[BEGIN Material to process]
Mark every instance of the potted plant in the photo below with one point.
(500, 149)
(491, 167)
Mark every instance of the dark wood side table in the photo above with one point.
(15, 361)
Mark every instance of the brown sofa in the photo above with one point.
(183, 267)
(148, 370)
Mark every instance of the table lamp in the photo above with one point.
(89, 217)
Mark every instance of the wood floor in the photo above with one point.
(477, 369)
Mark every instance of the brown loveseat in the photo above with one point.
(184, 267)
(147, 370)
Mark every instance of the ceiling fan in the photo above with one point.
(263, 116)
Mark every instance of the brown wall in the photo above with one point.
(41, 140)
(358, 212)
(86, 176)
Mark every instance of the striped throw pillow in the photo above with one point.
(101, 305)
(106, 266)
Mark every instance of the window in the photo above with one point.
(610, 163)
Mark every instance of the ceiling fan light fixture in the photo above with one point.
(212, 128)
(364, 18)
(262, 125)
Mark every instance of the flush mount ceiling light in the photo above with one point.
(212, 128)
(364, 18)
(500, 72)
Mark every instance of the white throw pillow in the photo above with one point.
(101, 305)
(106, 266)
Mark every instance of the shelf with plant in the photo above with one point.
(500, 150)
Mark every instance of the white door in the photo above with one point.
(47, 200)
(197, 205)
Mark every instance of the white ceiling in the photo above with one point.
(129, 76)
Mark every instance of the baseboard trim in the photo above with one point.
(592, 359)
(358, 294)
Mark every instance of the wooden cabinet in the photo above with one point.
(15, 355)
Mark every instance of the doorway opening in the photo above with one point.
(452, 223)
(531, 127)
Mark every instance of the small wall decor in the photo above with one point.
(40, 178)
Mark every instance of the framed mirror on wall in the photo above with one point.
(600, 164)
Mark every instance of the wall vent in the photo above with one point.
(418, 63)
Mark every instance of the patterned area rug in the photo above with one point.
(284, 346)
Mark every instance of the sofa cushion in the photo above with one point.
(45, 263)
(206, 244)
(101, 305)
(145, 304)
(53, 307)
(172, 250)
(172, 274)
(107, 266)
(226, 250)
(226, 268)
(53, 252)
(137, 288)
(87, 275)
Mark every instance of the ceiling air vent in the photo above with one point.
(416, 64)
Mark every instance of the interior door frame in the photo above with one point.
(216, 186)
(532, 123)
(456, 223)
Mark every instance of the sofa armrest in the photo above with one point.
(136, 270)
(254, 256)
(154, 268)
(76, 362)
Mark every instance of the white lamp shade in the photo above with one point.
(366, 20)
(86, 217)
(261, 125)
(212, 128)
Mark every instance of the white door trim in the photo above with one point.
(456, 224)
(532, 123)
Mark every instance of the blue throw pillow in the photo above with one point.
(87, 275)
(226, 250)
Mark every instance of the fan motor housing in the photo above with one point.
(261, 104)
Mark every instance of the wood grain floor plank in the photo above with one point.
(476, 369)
[END Material to process]
*Set problem*. Copy all of the records above word for word, keeping every line unchanged.

*Full output*.
Mark every instance of the potted plant in the photo below with one point.
(500, 149)
(491, 167)
Mark every instance of the dark wood side table in the photo above with one point.
(15, 361)
Mark every instance of the brown sofa in the photo above with one point.
(183, 267)
(148, 370)
Mark every instance of the table lamp in the photo above with one point.
(89, 217)
Mark every instance of the wood floor in the photo above with one point.
(477, 369)
Mark every instance of the brown loveseat in the photo above with one point.
(184, 267)
(147, 370)
Mark every instance of the ceiling fan in the photo above with one point.
(263, 116)
Mark every instance of the brown wall in the photo above with one point.
(41, 140)
(358, 212)
(86, 176)
Mark every instance of the striped throw pillow in the photo above with one point.
(101, 305)
(106, 266)
Mark every instance of the window in the photo above with one point.
(610, 163)
Mark every instance of the ceiling fan light fixture in the photo above with one point.
(212, 128)
(364, 18)
(262, 125)
Mark every instance of the flush mount ceiling light in the photo above with one point.
(212, 128)
(364, 18)
(500, 72)
Mark every instance of the white throw pillow in the photo above with one point.
(101, 305)
(106, 266)
Mark every instance of the shelf with plant in the photo above with one point.
(500, 150)
Mark every instance of the white door in the photo above with one point.
(47, 200)
(197, 205)
Mark every instance of the white ceiling in the photo above with one point.
(129, 76)
Mark every instance of the baseboard trim in the photo above with one point.
(592, 359)
(358, 294)
Mark every instance of the wooden cabinet in the photo above with one point.
(15, 355)
Mark every instance of the doorway opening in the photo above with one point.
(452, 223)
(531, 127)
Mark every instance of the small wall decor in the photo above with one point.
(40, 178)
Mark every instance of the framed mirror on wall in the photo above with one point.
(600, 164)
Mark every instance of the wall vent in the photo above with one point.
(418, 63)
Mark every instance of the patterned area rug in the photo above with one point.
(284, 346)
Mark every instance of the sofa cushion in the photo above with one point.
(45, 263)
(206, 244)
(101, 305)
(145, 304)
(53, 307)
(172, 250)
(172, 274)
(107, 266)
(226, 250)
(226, 268)
(53, 252)
(137, 288)
(87, 275)
Mark every instance of the ceiling air vent in the photo above with one point.
(416, 64)
Mark every instance of the interior door frame in the photo above with one point.
(216, 186)
(532, 123)
(456, 223)
Mark every instance of the sofa armrest in the photo above with one point.
(136, 270)
(254, 256)
(154, 268)
(76, 362)
Mark every instance of the white lamp shade in the photo above with one point.
(366, 20)
(86, 217)
(261, 125)
(212, 128)
Mark every instance of the white door trim in the photo above with one point.
(456, 224)
(532, 123)
Mark every instance of the blue throw pillow in the photo above with one point.
(87, 275)
(226, 250)
Mark every instance of the fan motor housing in the photo above with one point.
(261, 104)
Mark every instance of the wood grain floor plank in the photo above with one point.
(476, 369)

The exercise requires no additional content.